▶ _Extracted records_
------------------------------
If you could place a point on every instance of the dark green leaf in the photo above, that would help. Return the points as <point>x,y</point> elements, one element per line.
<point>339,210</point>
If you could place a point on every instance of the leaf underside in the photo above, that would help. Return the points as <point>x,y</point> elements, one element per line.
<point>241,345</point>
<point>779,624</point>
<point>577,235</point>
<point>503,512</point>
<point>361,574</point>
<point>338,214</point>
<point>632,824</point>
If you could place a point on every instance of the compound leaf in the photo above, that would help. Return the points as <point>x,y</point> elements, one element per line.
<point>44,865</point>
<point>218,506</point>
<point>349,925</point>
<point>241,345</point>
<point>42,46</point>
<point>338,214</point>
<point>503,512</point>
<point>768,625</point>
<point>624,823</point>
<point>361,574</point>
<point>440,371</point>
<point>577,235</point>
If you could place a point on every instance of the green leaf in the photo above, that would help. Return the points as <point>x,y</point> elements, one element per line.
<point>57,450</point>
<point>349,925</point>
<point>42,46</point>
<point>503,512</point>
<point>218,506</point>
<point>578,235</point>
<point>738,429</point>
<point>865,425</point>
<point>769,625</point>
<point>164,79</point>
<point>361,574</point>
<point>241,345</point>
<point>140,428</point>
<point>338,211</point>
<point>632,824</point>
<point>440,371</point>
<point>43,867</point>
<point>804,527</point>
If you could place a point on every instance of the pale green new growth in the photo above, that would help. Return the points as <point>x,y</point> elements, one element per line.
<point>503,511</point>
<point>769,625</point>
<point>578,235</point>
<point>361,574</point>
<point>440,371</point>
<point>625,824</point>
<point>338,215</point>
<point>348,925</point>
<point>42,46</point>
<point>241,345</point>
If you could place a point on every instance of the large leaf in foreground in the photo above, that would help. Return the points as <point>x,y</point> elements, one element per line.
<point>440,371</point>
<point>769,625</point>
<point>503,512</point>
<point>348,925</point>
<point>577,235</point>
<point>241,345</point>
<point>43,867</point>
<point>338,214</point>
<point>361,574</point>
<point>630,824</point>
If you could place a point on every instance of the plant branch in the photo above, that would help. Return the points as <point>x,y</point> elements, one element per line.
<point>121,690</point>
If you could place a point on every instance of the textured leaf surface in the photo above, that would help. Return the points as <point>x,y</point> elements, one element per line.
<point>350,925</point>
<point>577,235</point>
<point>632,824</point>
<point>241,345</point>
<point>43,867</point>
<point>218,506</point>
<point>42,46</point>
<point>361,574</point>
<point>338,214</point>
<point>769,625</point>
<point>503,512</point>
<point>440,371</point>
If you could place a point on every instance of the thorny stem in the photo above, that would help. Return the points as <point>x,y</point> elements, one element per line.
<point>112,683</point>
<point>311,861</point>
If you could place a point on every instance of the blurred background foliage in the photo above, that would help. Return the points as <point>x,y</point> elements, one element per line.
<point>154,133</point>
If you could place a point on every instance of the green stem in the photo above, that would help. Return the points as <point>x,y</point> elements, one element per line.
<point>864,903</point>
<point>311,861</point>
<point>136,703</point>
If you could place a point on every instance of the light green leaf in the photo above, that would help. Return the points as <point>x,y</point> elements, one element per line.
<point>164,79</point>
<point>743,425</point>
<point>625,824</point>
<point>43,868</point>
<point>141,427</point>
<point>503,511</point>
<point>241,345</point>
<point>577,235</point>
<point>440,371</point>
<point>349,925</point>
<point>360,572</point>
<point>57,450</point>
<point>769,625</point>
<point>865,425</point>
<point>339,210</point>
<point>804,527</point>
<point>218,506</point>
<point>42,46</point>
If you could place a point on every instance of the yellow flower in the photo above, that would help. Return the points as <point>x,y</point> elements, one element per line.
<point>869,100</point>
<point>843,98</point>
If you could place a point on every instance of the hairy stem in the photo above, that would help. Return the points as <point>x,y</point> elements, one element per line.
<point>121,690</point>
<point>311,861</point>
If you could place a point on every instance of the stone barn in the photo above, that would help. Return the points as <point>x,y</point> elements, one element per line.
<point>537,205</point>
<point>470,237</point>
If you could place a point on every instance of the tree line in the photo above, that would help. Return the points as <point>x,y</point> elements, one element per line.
------------------------------
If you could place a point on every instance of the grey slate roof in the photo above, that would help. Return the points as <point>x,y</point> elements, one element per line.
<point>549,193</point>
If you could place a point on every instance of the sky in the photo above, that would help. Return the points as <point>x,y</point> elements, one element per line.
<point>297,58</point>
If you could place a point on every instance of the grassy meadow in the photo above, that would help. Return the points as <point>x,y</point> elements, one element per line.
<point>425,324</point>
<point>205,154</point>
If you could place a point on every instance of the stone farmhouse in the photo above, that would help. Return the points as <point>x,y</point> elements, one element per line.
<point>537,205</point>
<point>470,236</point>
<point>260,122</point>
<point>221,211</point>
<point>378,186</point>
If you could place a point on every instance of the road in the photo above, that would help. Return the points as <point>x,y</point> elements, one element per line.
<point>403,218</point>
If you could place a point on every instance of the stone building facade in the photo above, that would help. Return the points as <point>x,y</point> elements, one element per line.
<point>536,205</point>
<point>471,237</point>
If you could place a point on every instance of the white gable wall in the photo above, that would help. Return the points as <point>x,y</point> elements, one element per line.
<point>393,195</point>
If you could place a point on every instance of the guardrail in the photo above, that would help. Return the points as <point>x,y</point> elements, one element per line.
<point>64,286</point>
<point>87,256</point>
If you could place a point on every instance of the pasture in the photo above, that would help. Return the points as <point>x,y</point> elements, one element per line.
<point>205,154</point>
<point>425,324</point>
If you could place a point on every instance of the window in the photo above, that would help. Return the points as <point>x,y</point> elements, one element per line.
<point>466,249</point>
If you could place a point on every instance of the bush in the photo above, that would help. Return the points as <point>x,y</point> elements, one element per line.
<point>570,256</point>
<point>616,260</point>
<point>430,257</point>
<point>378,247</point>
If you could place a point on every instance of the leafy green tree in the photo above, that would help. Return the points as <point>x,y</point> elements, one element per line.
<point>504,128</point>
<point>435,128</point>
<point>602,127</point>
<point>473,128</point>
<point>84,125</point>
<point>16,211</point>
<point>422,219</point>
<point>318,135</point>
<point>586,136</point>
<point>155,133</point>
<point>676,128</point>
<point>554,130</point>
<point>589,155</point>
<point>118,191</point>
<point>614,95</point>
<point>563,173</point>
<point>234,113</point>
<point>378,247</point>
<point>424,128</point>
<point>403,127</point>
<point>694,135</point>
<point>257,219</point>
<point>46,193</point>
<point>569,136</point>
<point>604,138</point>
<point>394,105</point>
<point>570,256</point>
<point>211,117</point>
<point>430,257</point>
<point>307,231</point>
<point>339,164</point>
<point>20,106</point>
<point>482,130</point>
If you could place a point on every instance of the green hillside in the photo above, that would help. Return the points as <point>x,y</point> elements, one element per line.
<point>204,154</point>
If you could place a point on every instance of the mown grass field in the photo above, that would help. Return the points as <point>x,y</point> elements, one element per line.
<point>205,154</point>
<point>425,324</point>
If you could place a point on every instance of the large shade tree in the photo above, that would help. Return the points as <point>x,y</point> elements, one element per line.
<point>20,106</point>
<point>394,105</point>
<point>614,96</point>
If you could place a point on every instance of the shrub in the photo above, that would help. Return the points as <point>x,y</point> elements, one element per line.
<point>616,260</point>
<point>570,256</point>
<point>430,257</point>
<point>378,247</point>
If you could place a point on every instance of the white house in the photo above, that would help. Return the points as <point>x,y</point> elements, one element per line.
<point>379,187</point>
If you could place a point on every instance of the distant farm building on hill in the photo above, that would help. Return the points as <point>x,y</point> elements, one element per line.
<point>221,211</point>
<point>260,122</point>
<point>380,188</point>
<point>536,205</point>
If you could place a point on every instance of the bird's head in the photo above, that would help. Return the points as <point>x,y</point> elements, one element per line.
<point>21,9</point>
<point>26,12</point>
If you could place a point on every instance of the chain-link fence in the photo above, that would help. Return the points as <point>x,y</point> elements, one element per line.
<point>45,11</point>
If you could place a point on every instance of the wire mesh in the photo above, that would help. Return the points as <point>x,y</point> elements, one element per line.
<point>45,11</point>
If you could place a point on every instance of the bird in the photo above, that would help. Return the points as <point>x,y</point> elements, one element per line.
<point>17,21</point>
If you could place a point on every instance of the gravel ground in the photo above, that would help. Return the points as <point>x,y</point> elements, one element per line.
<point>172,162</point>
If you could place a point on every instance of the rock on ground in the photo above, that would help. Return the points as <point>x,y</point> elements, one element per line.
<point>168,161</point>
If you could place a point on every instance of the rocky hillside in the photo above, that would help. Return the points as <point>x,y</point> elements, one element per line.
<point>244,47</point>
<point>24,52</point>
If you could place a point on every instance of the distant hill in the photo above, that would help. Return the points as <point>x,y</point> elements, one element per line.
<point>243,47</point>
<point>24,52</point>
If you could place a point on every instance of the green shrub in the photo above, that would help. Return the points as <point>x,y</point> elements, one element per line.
------------------------------
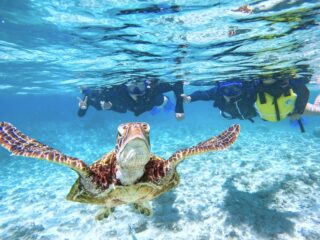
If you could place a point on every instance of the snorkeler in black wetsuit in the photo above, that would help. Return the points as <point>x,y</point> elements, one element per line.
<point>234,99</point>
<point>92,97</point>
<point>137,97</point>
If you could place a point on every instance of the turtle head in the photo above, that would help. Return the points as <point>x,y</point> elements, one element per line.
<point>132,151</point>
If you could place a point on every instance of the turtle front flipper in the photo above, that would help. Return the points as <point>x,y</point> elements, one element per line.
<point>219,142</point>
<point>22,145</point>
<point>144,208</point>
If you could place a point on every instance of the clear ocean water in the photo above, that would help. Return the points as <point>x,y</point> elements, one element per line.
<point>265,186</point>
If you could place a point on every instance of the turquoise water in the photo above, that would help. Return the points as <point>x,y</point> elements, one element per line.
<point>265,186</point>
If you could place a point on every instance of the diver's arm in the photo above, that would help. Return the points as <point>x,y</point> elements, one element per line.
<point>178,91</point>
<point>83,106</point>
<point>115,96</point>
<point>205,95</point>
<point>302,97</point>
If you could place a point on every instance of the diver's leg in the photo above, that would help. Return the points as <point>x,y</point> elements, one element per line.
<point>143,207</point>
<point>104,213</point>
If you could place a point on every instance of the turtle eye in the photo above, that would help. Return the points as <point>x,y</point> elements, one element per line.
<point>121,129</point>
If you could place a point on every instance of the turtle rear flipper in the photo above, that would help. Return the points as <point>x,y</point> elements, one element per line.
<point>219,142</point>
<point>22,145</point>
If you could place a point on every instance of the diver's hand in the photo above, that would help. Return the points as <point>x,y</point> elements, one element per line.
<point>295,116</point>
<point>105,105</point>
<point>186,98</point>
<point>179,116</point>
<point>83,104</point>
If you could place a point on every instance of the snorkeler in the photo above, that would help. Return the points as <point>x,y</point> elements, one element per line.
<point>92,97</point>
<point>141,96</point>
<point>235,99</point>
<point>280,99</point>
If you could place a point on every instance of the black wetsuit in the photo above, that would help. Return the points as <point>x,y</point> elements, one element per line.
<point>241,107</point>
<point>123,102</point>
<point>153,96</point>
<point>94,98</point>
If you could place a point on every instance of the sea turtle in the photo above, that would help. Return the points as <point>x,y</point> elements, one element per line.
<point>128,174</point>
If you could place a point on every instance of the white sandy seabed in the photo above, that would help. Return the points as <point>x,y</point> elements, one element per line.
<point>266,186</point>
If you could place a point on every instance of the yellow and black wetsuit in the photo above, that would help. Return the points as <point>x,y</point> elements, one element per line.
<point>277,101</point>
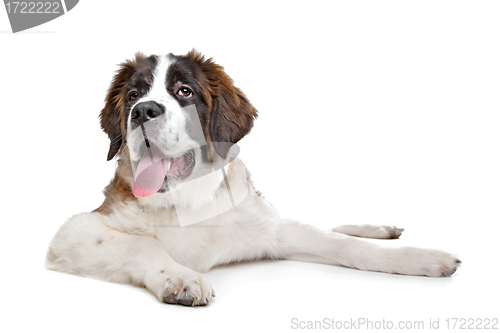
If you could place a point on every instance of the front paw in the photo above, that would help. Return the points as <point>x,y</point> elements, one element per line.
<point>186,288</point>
------------------------------
Rewrite the material between the lines holding "of the chain-link" and "<point>17,21</point>", inclusive, with "wire mesh" changed to "metal netting" and nothing else altered.

If you could place a point on every instance of the chain-link fence in the photo above, that would help. Return the points as <point>x,y</point> elements, one element per line.
<point>45,11</point>
If you could place a point on every instance of the metal netting in the photo above, that would help. Return the points as <point>x,y</point> elements, one element per line.
<point>45,11</point>
If you could place a point on every instance of the bird in the photo above, that would help. Return the points as <point>x,y</point> elements, one element per line.
<point>17,21</point>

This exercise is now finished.